#### What you have to do:
Identify every line in the items below that contains the word "board". Case counts, so copy only lines where it appears with exactly that capitalization.

#### Input for this task:
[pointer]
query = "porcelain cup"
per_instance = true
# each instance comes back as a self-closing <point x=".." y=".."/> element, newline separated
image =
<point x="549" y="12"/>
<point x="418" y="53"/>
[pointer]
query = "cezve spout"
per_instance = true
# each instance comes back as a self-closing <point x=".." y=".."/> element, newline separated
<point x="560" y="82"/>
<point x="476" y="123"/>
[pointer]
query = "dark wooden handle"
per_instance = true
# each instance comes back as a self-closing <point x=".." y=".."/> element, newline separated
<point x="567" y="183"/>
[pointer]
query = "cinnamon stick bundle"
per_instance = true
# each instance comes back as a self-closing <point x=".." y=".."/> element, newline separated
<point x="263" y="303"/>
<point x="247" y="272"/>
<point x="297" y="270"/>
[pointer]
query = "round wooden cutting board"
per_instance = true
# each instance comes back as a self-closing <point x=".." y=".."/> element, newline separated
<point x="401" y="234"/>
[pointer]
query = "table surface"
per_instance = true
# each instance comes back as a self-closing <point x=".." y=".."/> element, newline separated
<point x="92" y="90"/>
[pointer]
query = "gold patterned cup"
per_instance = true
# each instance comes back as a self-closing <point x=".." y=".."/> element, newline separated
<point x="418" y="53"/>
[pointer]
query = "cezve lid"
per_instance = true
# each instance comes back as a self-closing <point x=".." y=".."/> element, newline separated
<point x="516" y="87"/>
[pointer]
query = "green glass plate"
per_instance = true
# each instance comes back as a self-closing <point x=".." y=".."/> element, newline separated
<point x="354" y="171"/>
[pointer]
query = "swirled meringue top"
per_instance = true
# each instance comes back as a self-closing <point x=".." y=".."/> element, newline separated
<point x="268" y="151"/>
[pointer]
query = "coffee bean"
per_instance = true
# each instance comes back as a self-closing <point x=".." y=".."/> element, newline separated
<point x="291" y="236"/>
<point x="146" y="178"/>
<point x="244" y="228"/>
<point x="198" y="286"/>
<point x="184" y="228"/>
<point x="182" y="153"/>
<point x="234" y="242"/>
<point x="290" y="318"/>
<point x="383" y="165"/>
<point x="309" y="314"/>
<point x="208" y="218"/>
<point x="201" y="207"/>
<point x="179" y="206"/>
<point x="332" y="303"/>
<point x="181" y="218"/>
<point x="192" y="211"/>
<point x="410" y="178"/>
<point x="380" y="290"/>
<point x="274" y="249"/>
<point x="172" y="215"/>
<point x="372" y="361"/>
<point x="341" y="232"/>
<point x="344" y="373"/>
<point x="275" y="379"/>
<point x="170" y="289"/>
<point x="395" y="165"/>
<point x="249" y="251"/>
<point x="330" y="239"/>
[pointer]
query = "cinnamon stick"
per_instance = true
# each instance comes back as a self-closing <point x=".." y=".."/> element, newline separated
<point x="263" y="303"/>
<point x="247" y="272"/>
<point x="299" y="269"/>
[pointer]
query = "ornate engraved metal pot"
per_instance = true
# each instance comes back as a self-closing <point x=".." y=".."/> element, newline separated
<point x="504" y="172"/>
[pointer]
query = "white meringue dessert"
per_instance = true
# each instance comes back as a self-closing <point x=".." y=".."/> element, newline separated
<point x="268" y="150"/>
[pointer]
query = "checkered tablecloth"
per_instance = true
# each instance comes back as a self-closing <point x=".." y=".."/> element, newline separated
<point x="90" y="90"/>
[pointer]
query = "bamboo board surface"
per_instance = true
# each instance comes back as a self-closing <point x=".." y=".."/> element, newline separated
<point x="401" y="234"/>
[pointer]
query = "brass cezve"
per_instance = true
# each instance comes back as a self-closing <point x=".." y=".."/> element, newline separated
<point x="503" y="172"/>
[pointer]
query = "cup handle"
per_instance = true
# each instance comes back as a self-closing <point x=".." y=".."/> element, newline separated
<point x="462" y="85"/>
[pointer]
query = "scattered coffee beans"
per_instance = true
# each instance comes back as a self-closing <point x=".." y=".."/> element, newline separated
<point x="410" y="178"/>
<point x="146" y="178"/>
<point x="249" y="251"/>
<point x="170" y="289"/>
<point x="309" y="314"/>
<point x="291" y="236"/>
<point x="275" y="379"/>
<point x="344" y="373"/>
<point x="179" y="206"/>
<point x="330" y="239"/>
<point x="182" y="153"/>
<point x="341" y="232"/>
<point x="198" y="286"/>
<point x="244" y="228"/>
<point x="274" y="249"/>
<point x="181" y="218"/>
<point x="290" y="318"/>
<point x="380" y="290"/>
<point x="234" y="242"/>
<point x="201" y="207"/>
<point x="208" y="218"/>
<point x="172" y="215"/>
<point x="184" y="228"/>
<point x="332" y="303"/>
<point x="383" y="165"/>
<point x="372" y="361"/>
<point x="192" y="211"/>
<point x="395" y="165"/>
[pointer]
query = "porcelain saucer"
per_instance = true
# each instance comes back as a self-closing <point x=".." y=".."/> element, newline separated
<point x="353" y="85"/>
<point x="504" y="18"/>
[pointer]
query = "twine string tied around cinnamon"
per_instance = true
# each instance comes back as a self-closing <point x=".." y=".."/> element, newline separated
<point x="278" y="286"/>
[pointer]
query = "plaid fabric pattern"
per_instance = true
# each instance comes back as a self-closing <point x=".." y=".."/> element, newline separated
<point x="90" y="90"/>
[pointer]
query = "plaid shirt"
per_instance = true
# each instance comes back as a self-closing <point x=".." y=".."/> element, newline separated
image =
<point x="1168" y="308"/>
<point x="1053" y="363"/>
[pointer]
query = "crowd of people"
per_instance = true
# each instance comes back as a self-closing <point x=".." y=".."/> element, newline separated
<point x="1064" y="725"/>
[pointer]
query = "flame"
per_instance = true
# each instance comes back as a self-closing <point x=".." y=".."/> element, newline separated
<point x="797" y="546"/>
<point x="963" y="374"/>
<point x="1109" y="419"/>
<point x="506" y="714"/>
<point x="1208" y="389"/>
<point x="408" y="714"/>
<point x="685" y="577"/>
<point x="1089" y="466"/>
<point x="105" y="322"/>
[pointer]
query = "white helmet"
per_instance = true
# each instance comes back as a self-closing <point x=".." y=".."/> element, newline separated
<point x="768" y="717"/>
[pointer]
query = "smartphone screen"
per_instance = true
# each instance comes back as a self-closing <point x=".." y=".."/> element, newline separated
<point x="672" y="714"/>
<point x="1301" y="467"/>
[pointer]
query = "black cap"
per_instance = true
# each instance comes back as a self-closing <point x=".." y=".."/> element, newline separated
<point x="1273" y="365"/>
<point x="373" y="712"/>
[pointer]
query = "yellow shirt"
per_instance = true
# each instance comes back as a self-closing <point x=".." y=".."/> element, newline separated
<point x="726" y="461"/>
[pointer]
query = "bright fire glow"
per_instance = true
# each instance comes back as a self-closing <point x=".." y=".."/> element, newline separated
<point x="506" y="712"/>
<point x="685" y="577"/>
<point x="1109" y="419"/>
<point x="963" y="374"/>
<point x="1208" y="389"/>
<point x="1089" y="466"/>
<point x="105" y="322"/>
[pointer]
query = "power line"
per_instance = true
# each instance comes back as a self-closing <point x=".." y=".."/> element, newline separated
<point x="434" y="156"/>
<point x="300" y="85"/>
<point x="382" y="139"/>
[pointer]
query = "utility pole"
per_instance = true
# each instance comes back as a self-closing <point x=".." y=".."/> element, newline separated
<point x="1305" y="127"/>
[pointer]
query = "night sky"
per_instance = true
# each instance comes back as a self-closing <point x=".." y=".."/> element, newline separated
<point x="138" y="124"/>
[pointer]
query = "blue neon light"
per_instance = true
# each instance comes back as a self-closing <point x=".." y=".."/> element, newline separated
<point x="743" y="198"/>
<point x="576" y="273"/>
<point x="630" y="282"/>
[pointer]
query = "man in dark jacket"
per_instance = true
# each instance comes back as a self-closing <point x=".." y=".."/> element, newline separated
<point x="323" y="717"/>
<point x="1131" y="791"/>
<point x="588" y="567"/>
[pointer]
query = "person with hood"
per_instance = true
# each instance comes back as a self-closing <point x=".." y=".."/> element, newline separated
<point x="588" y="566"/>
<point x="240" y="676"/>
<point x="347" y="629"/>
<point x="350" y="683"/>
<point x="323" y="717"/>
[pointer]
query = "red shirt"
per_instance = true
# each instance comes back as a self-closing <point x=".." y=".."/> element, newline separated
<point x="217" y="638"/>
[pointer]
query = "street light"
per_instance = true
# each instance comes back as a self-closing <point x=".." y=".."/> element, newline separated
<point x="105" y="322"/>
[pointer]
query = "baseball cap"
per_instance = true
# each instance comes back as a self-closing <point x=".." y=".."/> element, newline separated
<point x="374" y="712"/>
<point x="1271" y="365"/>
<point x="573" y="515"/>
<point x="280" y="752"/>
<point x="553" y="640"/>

#### In response:
query = "round wooden cutting board"
query = "bamboo board surface"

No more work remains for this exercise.